What the exercise asks: Reproduce every line of the material below, but drop the pictures.

Position annotation records:
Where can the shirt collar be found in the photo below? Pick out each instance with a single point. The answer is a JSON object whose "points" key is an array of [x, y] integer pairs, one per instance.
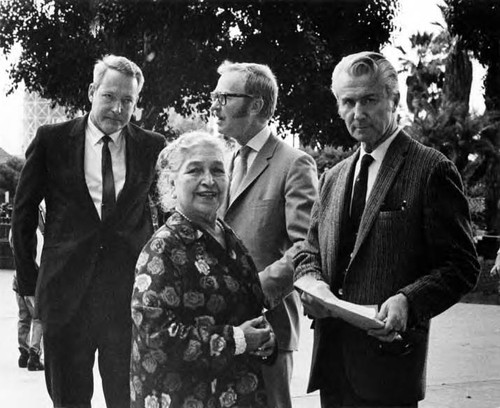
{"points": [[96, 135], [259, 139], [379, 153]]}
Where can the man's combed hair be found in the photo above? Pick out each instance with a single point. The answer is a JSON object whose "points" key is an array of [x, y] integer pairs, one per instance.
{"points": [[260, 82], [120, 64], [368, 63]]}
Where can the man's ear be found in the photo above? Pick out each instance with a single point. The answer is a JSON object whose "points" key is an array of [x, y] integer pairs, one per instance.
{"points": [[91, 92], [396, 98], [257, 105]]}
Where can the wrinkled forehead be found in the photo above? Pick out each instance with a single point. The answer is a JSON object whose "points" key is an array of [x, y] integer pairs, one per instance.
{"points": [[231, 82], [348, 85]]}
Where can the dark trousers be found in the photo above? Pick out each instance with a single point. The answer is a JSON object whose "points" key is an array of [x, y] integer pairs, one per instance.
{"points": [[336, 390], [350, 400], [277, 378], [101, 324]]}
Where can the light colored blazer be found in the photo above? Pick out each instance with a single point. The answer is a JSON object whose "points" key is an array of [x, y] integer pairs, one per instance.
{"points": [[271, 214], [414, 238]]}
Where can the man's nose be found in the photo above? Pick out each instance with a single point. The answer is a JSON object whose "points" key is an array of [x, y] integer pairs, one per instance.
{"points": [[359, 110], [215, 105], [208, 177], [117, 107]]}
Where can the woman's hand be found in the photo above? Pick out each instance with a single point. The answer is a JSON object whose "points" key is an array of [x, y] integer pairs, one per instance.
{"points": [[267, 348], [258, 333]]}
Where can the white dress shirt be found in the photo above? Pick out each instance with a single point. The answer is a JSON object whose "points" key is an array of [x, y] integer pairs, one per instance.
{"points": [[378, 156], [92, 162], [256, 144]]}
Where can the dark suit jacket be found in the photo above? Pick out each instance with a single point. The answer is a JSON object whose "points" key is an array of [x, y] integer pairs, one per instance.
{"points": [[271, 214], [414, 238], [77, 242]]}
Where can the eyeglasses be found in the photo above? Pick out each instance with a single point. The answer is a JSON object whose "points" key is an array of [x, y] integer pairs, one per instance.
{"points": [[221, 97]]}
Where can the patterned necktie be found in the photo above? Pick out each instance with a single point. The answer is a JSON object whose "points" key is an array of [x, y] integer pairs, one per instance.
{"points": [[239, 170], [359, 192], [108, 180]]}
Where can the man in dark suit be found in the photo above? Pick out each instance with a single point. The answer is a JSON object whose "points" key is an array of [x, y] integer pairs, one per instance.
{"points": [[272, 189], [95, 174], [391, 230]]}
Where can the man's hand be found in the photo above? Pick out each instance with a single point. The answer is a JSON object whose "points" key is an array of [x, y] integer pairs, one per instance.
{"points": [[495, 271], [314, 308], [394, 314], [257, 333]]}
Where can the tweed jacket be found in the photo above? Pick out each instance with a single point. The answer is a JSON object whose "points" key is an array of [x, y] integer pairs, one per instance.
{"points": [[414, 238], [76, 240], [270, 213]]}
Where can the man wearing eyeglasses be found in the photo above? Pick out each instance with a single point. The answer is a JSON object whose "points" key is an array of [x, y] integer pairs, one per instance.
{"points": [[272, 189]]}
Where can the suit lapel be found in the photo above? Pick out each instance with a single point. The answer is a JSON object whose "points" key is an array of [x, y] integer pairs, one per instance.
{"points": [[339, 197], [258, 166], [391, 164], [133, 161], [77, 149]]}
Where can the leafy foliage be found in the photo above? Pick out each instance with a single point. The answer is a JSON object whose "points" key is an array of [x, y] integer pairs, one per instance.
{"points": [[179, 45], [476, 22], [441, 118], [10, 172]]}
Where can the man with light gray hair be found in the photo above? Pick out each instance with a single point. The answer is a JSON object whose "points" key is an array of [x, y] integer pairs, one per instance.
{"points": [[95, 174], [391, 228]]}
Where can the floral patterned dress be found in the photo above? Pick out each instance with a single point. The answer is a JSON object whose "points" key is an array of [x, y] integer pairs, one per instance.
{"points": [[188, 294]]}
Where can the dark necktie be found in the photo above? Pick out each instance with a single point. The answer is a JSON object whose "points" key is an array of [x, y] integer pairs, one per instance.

Solved problem:
Where can the shirt collar be found in the photo below? Pick out each instance with a single point. The answer is a JSON object whose "points" key is an array of [x, y] integer pairs, one per instance.
{"points": [[96, 135], [259, 139], [379, 153]]}
Where can the man's combed hair be found in the photo above? Pick out each instance with a single point. The answer is a JSON object whose "points" key is an array of [x, y] integer pairs, one per instance.
{"points": [[260, 82], [120, 64], [368, 63]]}
Where can the man's ear be found in the photo above? Pick out each instance with a single point. The answer is a JSON object whose "points" key is an array of [x, y] integer pairs, one per instance.
{"points": [[91, 92], [396, 98], [257, 105]]}
Where can the wrinkled forehead be found in the photo above? Pick out each instance with a single point. The answer is a JSON object whose "points" key is an array of [x, y] integer pairs, one per instance.
{"points": [[231, 82], [348, 85]]}
Where can the dark trousers be found in the photo above? Pick out each instance with a single point. The answer is a JSON object whose "points" key is an array of [x, y] integer pairs, one per instance.
{"points": [[336, 390], [350, 400], [277, 378], [101, 324]]}
Where can the light colored blazer be found in the photo above? Pick out each instance with a single point. The answer is a JSON object whose "points" key is an array of [x, y] integer pairs, one per instance.
{"points": [[271, 214], [414, 238]]}
Where can the man's nose be found in the photo above? Pick out each instance with a single point. The answer is a JSON object whose "points" key is an array of [x, y] integer pairs, one per instance.
{"points": [[359, 110], [215, 105], [208, 177], [117, 107]]}
Where can the woman's hand be found in the photo above? Pick out each instance with a single point. The answer is a JSON object whose "points" key is an array of [x, y] integer pairs, one per instance.
{"points": [[267, 348], [258, 333]]}
Where can the white dress shirt be found in the photo above? Pick out each instance with a single point. The answer is a JSON object whose "points" key is an array of [x, y] integer pairs, one per instance.
{"points": [[378, 156], [92, 162], [256, 144]]}
Where can the dark suit jacket be found in the photo above? Pick out each instance with a single point. The answer is a JSON object whose "points" key is an array of [x, y] integer pairs, one per instance.
{"points": [[271, 214], [414, 238], [77, 242]]}
Where can the eyeglasses be found in the photo above? Pick out each instance with a single point. The answer is a JSON object whose "points" key is an array of [x, y] integer pairs, one per instance.
{"points": [[221, 97]]}
Where can the patterned necktie be found in the photo above? Pick out each instance with a single point. The answer is a JSON object whose "points" key is an array of [x, y] integer pairs, one per instance.
{"points": [[239, 170], [359, 192], [108, 180]]}
Where can the man in dark suit be found in the photo above? Pick out each instance with a single point. The answer is a JSON object whose "points" key is an array of [x, y] integer pairs, one per instance.
{"points": [[272, 189], [95, 174], [391, 230]]}
Where can the man's hand be found in the photo above? Pick out each instance with a single point. The answer is a JSON object whose "points" key is an array of [x, y] integer pairs, one per instance.
{"points": [[495, 271], [314, 308], [394, 314], [257, 333]]}
Where can the tweed jacket be found in the photo above? Pick out each instance with a single point. The answer is a JSON object whose "points" key is an array of [x, y] integer pairs, one per instance.
{"points": [[414, 238], [76, 240], [270, 213]]}
Where can the man wearing eyeglasses be found in the photo above? Pick out each instance with a single point. The answer is a JSON object whose "points" key is an array of [x, y] integer pairs, one per instance.
{"points": [[272, 189]]}
Where can the suit lapel be found in the photo above? Pick out each instance with a single point. The answer is a JSON object whose "points" key is an array of [x, y] integer pairs, one per instance.
{"points": [[339, 197], [258, 166], [391, 164], [133, 161], [77, 149]]}
Where can the leafy foliage be found in the photo above? Pick out each instance with a single point. The answer is a JSON object whose "points" key is an array of [x, y] integer pairs, one per instance.
{"points": [[179, 45], [476, 22], [441, 118], [10, 172]]}
Where can the man with light gray hair be found in the photo above? Pick out each instance with a single point. The answer is a JSON object whose "points" key is an array of [x, y] integer pairs, one per instance.
{"points": [[95, 174], [391, 228]]}
Where can the floral patterned dress be found in the photo above? Pick out each instance with a single point. The answer is a JSON object whose "points" key is an array of [x, y] integer pairs, one per instance.
{"points": [[188, 294]]}
Where can the dark necktie be found in the photo above? Pick out each instance with a single point. The answer is a JSON object whose "points" key is an array of [x, y] integer pairs, one per instance.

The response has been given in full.